▸ **Task requirements**: When a line in the records contains the string "instance", copy that line.
(Provided data Opens)
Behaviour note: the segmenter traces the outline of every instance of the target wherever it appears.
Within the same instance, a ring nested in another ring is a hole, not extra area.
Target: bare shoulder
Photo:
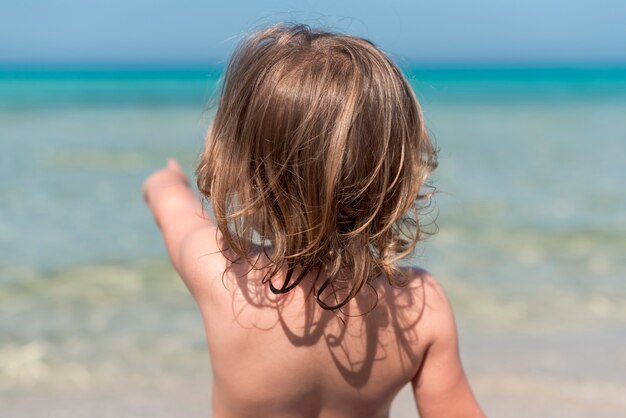
[[[422,341],[432,344],[437,339],[455,335],[454,314],[443,286],[422,268],[410,267],[406,273],[406,286],[413,295],[413,306],[420,316],[418,327]]]
[[[432,274],[426,271],[424,271],[421,277],[424,286],[424,302],[427,313],[434,317],[452,315],[450,301],[441,283],[439,283]]]
[[[198,303],[212,298],[222,283],[227,263],[223,247],[222,235],[214,226],[198,228],[181,242],[181,278]]]
[[[430,314],[435,314],[445,313],[450,309],[450,302],[443,286],[429,271],[420,267],[410,267],[406,273],[407,285],[413,292],[421,294],[425,310],[430,311]]]
[[[437,297],[437,302],[439,303],[448,303],[443,287],[432,273],[421,267],[410,267],[408,274],[411,281],[423,289],[425,295]]]
[[[419,347],[425,349],[435,340],[455,332],[450,303],[441,284],[428,271],[419,267],[406,267],[404,278],[396,286],[385,286],[381,300],[396,318],[411,324],[419,334]]]
[[[446,292],[427,271],[414,269],[414,274],[423,301],[418,328],[426,344],[412,380],[420,416],[483,418],[461,364],[456,321]]]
(Provided data Closes)
▸ **Solution to the exercise**:
Behaviour note: the segmenter traces the outline of every instance of the target wherever it appears.
Within the same instance, a ring nested in another ring is a hole, not extra area.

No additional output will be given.